Task statement:
How many lines of the records contain the string "stadium"? Case counts. Reply with the number alone.

Records from a dataset
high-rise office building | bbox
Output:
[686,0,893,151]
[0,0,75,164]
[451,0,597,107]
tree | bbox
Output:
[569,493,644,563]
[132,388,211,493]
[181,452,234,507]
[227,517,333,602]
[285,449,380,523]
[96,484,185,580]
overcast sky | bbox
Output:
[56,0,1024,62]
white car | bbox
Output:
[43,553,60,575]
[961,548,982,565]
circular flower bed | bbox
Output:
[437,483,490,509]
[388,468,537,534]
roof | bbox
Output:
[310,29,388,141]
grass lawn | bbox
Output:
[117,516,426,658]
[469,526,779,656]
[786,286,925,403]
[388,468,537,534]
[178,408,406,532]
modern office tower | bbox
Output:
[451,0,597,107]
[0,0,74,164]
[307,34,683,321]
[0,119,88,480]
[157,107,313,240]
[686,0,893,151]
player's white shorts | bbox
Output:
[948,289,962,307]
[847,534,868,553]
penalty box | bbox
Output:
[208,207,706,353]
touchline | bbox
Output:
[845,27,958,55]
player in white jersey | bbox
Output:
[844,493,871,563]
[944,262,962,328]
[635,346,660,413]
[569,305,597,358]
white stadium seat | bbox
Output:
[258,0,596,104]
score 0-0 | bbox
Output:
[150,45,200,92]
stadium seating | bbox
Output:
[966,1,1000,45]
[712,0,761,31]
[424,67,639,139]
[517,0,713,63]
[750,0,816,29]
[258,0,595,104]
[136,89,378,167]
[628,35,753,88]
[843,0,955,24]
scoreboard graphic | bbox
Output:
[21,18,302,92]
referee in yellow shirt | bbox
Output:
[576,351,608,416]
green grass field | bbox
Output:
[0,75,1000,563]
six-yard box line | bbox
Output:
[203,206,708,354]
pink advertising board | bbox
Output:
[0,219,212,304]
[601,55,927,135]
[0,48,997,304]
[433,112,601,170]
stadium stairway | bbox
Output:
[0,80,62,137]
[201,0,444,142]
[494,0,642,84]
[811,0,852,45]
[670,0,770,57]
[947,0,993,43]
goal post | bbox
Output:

Task solution:
3